• [ACTIVITY]: A faithful copy is needed. Set down all of the data below exactly.

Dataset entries

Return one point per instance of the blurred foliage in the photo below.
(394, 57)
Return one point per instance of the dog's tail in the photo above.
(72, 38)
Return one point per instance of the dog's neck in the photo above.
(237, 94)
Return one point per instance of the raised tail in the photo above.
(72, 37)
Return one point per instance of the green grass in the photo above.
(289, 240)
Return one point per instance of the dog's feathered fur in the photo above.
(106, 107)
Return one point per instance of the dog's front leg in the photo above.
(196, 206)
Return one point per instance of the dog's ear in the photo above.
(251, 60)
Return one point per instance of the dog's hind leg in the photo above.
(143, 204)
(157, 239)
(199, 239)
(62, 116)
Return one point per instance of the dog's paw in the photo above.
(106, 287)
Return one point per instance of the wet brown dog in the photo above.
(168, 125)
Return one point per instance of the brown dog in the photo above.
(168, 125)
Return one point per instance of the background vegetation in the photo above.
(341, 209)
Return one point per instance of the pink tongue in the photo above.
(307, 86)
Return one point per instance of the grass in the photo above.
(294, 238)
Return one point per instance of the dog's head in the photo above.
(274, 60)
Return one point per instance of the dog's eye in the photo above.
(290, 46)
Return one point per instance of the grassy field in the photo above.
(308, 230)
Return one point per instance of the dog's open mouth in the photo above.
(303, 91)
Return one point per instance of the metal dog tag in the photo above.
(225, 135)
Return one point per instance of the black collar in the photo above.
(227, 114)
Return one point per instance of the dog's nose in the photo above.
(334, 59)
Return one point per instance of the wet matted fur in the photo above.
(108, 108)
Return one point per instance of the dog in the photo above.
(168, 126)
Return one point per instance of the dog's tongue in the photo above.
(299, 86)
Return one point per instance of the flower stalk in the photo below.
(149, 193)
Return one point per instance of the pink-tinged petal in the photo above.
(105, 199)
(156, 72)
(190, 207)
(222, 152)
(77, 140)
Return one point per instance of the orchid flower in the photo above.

• [SOLUTION TO THIS EXERCISE]:
Return one point per instance of the blurred foliage in the photo below.
(394, 57)
Return one point per instance of the dog's tail in the photo above.
(72, 38)
Return one point per instance of the dog's neck in the photo above.
(237, 94)
Return one point per instance of the raised tail in the photo above.
(72, 37)
Return one point per instance of the green grass in the photo above.
(289, 240)
Return one point per instance of the dog's feathered fur in the photo above.
(106, 107)
Return one point per instance of the dog's front leg in the photo above.
(196, 206)
Return one point per instance of the dog's ear in the photo above.
(251, 60)
Return one point per instance of the dog's hind leg in the photo above.
(143, 204)
(157, 239)
(199, 239)
(62, 116)
Return one point per instance of the dog's paw in the photo above.
(106, 287)
Return one point per instance of the wet brown dog in the photo above.
(168, 125)
Return one point per instance of the brown dog in the photo above.
(168, 125)
Return one point per instance of the background vegetation in the photo above.
(341, 209)
Return one point per instance of the pink tongue in the photo above.
(307, 86)
Return one point per instance of the grass in the photo above.
(294, 238)
Return one point per instance of the dog's head in the photo above.
(274, 60)
Return one point per instance of the dog's eye in the photo above.
(290, 46)
Return one point per instance of the grassy field in the photo above.
(308, 230)
Return one point per instance of the dog's open mouth in the photo above.
(303, 91)
Return one point per instance of the metal dog tag in the photo above.
(225, 135)
Return one point per instance of the black collar in the photo above.
(227, 114)
Return one point per instance of the dog's nose in the photo above.
(334, 59)
Return one point per instance of the wet matted fur in the photo above.
(108, 108)
Return one point per instance of the dog in the photo above.
(168, 126)
Return one point per instance of the dog's tongue in the photo above.
(299, 86)
Return one point per instance of the flower stalk in the photo below.
(149, 193)
Return one point per instance of the pink-tinged petal in the photo above.
(105, 199)
(156, 72)
(190, 207)
(222, 152)
(77, 140)
Return one point per instance of the orchid flower in the photo above.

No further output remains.